[begin QUOTED TEXT]

Monday, September 15, 2008

Bynum, Huntington and the Text-Critical Method

As a medievalist, the bulk of Bynum’s work is based upon a critical engagement with late medieval religious texts. To provide a foundation for her research, she must utilize aspects of the text-critical method. For Bynum, the exercise of translating, dating, and ascribing texts is the starting point from which all other modes of inquiry can begin.[1] In describing the various essays in her collection, she both critiques the classic text-critical methodology and gives us a sense of her own specific hybrid. In contrast to those scholars who believe that by applying the text-critical method they can achieve a near-complete knowledge of the historical moment, Bynum argues that the historian’s task is one that “precludes wholeness.”[2] She argues that despite our best efforts we will never know what the author was trying to say: we can only read the text in context. The task then is to embrace the fragments we do uncover and to highlight recurrent themes present in the texts so that we might gain some small insight into the historical situation.

[end QUOTED TEXT]
[begin MATERIAL SHOWN]

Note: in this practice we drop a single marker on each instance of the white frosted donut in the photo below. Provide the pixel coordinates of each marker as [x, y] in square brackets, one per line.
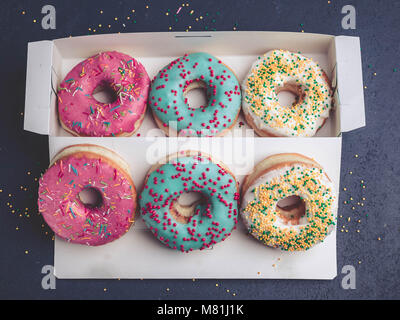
[280, 70]
[296, 227]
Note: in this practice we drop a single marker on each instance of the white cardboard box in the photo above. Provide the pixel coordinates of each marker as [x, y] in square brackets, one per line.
[138, 254]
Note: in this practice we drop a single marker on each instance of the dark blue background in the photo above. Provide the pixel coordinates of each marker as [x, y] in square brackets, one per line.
[24, 155]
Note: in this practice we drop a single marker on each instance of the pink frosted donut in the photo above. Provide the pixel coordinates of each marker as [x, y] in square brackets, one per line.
[87, 167]
[82, 115]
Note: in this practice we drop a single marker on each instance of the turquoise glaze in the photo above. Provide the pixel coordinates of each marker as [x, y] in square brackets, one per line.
[212, 221]
[169, 104]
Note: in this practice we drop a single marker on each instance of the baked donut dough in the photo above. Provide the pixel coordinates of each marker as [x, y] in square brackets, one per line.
[201, 224]
[169, 105]
[82, 115]
[280, 70]
[78, 169]
[294, 227]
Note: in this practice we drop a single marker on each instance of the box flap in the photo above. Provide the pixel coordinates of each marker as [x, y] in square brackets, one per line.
[349, 79]
[38, 87]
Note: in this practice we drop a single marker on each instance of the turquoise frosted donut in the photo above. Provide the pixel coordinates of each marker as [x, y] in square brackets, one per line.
[169, 104]
[209, 222]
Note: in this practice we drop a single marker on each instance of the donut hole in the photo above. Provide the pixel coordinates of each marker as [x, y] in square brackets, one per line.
[196, 95]
[289, 94]
[105, 93]
[291, 210]
[183, 208]
[91, 198]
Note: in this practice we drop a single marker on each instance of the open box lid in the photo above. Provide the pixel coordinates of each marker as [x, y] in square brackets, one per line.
[349, 80]
[40, 94]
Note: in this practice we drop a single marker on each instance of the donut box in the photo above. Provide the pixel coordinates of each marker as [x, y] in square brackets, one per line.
[138, 254]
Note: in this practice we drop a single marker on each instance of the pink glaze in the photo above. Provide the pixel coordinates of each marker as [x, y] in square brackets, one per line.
[69, 218]
[80, 112]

[end MATERIAL SHOWN]

_AIM_. From the post on Bynum and the text-critical method, list the exercises Bynum treats as the starting point from which all other modes of inquiry can begin.

_CORRECT RESPONSE_.
- Translating texts
- Dating texts
- Ascribing texts